◆ Prompt ◆
Retype everything in the listing, leaving each line exactly as it is.

─── Dataset ───

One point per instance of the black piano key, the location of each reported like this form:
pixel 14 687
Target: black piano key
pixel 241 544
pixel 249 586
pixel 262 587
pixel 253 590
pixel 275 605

───

◆ Solution ◆
One point per instance of the black piano key, the location of each reported like this form:
pixel 14 687
Target: black piano key
pixel 241 544
pixel 249 586
pixel 262 587
pixel 253 590
pixel 275 605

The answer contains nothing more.